Au Caire, Mohamed Boudiaf prendra en charge la direction extérieure du
MTLD qu’il transformera sur le champ en mission exclusivement au service du
FLN.
Au mois d’octobre 1956 c’est l’effarement; l’avion d’Air Atlas
(marocain) transportant les cinq leaders installés dans la capitale
égyptienne, dont Ben Bella, Boudiaf et Aït Ahmed, est
arraisonné et contraint d’atterrir sur l’aéroport d’Alger.
Étrange, comme j’y pense encore tout en me demandant pourquoi, alors qu’ils
étaient armés jusqu’aux dents, aucun d’eux n’a pris son courage à
deux mains pour au moins affecter de se défendre les armes à la main. Mains
non, pourquoi se montrer plus courageux qu’on ne l’est en réalité
puisque de la chair à canon il y en avait partout dans les maquis et dans les
grandes villes pour entretenir la guérilla urbaine.
Puis on apprend, non sans consternation, que Abane Ramdane, le grand Abane,
le fin stratège politique, venait de mourir “courageusement au combat”,
et plus tard qu’il avait été bel et bien assassiné par ses pairs.
Pourquoi ?

**CONSIGNE:**
Recopiez en entier le texte fourni ci-dessus, sans rien y changer.

**DONNÉES FOURNIES:**
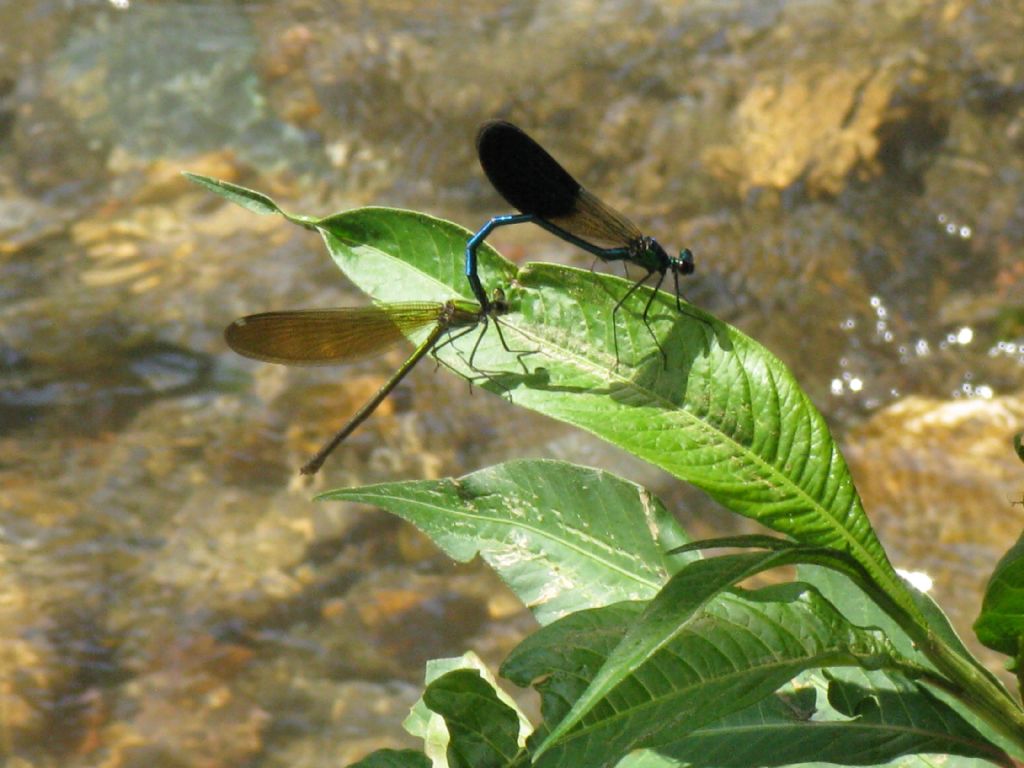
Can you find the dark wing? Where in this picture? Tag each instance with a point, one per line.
(315, 337)
(534, 182)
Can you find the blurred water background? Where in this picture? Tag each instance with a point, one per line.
(849, 175)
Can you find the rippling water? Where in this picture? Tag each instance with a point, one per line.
(847, 175)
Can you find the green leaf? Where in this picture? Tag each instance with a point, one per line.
(562, 537)
(483, 730)
(1000, 625)
(429, 726)
(243, 196)
(755, 655)
(886, 715)
(716, 410)
(393, 759)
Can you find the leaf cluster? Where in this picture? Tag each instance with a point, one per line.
(648, 652)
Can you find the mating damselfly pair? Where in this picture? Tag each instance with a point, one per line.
(545, 194)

**RÉPONSE:**
Au Caire, Mohamed Boudiaf prendra en charge la direction extérieure du
MTLD qu’il transformera sur le champ en mission exclusivement au service du
FLN.
Au mois d’octobre 1956 c’est l’effarement; l’avion d’Air Atlas
(marocain) transportant les cinq leaders installés dans la capitale
égyptienne, dont Ben Bella, Boudiaf et Aït Ahmed, est
arraisonné et contraint d’atterrir sur l’aéroport d’Alger.
Étrange, comme j’y pense encore tout en me demandant pourquoi, alors qu’ils
étaient armés jusqu’aux dents, aucun d’eux n’a pris son courage à
deux mains pour au moins affecter de se défendre les armes à la main. Mains
non, pourquoi se montrer plus courageux qu’on ne l’est en réalité
puisque de la chair à canon il y en avait partout dans les maquis et dans les
grandes villes pour entretenir la guérilla urbaine.
Puis on apprend, non sans consternation, que Abane Ramdane, le grand Abane,
le fin stratège politique, venait de mourir “courageusement au combat”,
et plus tard qu’il avait été bel et bien assassiné par ses pairs.
Pourquoi ?